* Task *
Arrange the part that opens with the line containing "of people on" and closes with the line containing "M 174 110 L" as a numbered list, leaving out any blank lines.
● ● ● ● ● ● ●
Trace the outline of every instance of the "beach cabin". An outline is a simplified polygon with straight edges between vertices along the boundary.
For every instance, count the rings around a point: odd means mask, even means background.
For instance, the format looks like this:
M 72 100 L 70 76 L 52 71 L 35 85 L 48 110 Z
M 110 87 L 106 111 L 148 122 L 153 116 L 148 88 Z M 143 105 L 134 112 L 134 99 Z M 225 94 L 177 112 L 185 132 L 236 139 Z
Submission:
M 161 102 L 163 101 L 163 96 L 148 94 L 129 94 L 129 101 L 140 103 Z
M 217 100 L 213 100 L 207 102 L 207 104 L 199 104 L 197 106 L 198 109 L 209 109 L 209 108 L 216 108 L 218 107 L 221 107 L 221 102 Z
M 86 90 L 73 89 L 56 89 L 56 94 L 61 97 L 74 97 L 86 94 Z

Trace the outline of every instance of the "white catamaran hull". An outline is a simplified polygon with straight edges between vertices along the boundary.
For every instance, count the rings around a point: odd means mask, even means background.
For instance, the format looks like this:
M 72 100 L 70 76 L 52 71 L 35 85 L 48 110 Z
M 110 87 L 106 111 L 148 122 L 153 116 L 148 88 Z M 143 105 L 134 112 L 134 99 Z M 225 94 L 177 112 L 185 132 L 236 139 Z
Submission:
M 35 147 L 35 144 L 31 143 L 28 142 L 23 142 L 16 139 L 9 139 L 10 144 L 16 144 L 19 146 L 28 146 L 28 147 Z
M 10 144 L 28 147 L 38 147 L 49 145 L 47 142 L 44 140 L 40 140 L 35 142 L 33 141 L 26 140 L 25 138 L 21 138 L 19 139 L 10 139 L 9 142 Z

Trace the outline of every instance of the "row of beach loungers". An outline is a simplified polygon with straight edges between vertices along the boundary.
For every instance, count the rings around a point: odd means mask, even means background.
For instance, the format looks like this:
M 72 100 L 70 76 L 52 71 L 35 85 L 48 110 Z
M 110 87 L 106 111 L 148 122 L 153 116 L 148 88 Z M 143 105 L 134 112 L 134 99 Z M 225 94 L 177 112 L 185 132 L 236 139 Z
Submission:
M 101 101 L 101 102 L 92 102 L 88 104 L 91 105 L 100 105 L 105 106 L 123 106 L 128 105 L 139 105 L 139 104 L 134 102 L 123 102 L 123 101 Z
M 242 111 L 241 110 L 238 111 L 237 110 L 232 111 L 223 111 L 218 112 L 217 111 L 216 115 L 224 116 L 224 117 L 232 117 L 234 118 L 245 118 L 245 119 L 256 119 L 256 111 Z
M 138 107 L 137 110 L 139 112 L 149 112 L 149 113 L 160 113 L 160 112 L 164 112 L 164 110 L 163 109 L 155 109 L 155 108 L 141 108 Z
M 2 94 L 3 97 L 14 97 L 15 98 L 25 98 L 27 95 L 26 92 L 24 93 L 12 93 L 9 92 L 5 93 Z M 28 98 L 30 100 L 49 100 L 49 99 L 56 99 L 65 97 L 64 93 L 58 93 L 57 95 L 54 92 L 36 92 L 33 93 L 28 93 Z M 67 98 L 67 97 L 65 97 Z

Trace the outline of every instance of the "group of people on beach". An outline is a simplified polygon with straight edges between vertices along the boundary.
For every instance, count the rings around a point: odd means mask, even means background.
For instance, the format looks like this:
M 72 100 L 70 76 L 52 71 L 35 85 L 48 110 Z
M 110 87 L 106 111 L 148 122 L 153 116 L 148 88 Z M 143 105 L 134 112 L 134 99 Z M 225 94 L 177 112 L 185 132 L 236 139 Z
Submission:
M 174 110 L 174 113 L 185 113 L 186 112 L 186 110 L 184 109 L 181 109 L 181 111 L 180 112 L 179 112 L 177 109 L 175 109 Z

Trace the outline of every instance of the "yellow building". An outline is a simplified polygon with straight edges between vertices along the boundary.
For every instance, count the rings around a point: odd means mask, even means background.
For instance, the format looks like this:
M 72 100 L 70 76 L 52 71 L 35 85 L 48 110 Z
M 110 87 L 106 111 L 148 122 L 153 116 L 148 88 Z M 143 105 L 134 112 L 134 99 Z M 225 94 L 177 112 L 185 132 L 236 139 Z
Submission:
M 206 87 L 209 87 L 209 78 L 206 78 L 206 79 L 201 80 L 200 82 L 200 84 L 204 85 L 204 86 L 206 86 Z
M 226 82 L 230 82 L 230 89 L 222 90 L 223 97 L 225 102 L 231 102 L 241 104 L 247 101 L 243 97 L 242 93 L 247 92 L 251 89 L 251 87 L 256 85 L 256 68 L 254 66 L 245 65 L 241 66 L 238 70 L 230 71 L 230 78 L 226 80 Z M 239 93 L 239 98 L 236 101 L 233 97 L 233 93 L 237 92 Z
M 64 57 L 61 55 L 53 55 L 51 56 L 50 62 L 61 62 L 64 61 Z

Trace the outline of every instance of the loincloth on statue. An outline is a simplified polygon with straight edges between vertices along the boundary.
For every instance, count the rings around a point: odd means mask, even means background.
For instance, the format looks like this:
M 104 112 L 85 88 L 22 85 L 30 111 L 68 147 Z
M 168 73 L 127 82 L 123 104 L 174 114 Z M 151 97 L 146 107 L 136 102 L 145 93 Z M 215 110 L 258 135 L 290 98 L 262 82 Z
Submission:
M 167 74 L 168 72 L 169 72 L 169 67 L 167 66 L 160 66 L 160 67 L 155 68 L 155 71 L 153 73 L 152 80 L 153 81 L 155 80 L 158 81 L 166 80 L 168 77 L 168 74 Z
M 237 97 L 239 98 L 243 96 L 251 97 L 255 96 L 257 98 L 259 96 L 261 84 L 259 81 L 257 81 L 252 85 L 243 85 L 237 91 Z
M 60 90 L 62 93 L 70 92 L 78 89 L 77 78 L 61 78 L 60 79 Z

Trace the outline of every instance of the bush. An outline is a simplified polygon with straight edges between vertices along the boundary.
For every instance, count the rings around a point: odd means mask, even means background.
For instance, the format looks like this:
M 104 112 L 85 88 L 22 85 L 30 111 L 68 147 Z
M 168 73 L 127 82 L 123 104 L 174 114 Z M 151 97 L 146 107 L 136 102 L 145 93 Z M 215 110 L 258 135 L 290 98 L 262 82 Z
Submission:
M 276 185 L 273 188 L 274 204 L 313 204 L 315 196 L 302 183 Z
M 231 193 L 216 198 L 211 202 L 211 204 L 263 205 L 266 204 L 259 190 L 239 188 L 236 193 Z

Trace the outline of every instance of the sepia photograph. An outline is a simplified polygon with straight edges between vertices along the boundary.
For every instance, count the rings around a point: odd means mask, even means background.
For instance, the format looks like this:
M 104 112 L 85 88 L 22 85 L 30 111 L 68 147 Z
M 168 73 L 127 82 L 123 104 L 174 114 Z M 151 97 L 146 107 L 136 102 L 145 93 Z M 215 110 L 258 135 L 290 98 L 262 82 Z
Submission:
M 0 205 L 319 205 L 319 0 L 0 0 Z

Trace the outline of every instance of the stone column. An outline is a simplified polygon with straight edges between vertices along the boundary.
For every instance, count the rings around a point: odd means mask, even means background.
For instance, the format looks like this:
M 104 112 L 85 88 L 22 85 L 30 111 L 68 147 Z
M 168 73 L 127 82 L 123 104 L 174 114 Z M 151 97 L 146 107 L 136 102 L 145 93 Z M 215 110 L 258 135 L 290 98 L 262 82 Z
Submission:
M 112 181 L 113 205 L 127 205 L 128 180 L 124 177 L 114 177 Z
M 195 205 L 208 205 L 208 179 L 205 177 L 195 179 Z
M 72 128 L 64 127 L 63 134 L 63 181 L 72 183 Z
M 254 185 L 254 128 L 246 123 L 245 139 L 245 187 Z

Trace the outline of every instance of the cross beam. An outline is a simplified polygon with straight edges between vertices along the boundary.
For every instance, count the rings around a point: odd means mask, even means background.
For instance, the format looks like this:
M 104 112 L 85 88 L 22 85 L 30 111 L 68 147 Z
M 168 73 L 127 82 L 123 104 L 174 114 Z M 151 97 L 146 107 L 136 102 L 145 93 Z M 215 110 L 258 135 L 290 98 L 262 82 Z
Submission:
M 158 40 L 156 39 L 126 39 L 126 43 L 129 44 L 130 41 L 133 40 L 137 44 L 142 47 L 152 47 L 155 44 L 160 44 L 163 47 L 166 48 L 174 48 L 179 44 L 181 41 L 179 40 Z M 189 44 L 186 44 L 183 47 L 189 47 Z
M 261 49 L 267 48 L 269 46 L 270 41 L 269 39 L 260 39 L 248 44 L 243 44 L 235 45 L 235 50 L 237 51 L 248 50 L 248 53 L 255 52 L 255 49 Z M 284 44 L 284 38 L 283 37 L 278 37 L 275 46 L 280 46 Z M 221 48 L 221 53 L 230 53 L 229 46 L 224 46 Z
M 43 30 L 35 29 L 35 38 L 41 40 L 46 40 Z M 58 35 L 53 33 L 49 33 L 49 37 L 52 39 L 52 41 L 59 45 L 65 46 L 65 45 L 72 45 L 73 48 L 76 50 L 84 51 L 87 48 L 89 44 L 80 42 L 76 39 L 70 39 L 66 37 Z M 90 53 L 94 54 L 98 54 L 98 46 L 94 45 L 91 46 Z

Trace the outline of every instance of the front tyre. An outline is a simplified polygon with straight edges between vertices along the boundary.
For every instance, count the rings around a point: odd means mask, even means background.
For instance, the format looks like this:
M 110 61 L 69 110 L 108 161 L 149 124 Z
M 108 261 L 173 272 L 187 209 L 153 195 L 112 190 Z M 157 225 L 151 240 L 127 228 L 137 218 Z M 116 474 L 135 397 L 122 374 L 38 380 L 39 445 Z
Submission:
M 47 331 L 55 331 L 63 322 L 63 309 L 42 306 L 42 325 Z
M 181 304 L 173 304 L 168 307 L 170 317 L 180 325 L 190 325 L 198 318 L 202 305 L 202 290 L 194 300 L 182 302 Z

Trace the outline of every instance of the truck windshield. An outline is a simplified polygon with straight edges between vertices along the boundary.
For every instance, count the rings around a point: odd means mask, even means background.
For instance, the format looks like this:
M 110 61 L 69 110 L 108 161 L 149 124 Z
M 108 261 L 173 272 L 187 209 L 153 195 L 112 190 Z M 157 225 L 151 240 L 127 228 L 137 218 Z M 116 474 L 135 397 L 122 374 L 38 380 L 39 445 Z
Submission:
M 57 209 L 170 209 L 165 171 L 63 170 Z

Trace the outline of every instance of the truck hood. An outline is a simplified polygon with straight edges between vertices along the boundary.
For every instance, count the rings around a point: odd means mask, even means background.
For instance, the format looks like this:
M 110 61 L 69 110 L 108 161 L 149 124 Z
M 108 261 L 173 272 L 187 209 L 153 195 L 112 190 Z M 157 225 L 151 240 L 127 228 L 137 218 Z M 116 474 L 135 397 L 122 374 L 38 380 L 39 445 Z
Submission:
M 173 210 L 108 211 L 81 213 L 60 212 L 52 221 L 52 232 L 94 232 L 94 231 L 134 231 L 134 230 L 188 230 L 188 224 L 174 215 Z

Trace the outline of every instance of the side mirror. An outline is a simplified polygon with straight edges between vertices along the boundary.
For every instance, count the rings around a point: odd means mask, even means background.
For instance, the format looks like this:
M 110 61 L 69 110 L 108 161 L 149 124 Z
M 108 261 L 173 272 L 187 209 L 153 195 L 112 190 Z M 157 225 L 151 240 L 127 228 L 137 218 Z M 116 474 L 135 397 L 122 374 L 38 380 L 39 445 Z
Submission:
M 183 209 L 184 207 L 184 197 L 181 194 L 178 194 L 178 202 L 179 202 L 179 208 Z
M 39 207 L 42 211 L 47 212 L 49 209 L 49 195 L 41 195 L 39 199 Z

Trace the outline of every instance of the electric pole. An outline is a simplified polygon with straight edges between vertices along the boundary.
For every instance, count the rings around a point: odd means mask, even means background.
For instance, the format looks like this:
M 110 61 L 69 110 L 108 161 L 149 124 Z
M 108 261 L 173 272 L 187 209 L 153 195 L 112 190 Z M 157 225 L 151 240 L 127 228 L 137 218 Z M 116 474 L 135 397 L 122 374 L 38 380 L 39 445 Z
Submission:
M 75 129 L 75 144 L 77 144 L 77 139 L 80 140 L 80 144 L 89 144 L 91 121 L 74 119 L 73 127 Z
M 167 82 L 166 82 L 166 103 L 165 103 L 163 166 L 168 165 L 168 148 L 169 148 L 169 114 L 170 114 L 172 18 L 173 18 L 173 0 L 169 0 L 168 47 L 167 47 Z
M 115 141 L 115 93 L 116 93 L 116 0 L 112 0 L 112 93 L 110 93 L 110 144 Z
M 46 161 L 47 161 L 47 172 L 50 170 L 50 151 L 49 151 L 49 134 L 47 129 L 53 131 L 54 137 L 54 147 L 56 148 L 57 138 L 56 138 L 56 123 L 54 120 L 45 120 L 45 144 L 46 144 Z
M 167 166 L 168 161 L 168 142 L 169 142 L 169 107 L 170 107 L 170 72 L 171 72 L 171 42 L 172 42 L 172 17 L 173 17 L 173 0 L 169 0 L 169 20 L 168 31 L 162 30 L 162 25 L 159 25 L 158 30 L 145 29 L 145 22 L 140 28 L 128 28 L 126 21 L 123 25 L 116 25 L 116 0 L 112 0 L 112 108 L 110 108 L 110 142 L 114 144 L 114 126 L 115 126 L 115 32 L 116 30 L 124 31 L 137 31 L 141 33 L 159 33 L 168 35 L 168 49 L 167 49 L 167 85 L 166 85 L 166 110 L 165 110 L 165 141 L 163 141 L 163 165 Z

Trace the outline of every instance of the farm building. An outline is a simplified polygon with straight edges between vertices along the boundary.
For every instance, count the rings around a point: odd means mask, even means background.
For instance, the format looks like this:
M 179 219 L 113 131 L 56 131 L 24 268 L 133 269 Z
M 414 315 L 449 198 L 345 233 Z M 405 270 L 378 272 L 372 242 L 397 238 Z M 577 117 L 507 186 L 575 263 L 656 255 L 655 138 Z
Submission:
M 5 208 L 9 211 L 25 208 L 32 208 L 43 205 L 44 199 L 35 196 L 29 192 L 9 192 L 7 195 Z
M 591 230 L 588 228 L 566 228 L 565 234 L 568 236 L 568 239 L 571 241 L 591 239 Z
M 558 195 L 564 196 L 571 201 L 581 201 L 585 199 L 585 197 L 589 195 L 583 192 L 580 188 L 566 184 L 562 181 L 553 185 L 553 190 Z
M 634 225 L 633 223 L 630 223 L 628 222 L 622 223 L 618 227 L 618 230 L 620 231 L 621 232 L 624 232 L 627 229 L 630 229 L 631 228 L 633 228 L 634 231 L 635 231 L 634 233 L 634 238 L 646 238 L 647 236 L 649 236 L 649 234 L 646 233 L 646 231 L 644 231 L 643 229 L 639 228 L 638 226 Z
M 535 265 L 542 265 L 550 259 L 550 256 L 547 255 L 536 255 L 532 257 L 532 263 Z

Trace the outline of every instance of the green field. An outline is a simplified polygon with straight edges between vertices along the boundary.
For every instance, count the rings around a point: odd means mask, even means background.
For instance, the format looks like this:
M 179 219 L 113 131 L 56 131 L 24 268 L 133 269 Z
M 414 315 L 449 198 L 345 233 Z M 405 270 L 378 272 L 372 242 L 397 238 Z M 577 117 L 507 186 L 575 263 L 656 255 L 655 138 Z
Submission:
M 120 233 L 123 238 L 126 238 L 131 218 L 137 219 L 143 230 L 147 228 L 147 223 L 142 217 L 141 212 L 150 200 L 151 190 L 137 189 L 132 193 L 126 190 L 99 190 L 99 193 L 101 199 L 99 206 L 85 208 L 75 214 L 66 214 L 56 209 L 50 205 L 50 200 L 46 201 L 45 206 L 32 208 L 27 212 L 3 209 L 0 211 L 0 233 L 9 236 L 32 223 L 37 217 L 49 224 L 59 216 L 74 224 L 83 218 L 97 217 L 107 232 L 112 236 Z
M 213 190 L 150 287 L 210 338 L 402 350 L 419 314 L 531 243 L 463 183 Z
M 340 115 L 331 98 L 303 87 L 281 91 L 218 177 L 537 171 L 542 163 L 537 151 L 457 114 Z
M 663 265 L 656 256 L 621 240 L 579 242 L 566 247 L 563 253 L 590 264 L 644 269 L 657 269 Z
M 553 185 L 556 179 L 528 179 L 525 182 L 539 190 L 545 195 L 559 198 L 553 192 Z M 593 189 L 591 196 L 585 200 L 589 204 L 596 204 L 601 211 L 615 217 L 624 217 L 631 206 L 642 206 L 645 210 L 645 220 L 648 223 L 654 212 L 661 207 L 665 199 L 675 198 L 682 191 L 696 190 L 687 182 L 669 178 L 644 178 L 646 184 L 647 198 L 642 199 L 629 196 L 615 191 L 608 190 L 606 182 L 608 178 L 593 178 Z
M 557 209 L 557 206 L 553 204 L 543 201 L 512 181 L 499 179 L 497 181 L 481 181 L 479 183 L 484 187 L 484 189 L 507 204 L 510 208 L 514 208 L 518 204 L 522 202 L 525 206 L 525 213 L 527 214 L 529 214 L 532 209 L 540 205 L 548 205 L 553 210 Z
● ● ● ● ● ● ●
* Task answer *
1. Trace the outline of every instance of the "group of people on beach". An outline is a simplified polygon with straight edges between vertices along the boundary.
2. For every instance, count the rings around a point: odd means mask, even means background.
3. For instance, the format looks like this:
4. M 72 100 L 70 76 L 52 71 L 35 85 L 48 110 Z
5. M 110 87 L 106 111 L 148 122 L 153 116 L 148 88 Z M 143 105 L 134 112 L 134 99 Z M 225 94 L 177 112 L 185 132 L 236 139 Z
6. Submission:
7. M 174 110 L 174 113 L 185 113 L 186 112 L 186 110 L 184 109 L 181 109 L 181 111 L 180 112 L 179 112 L 177 109 L 175 109 Z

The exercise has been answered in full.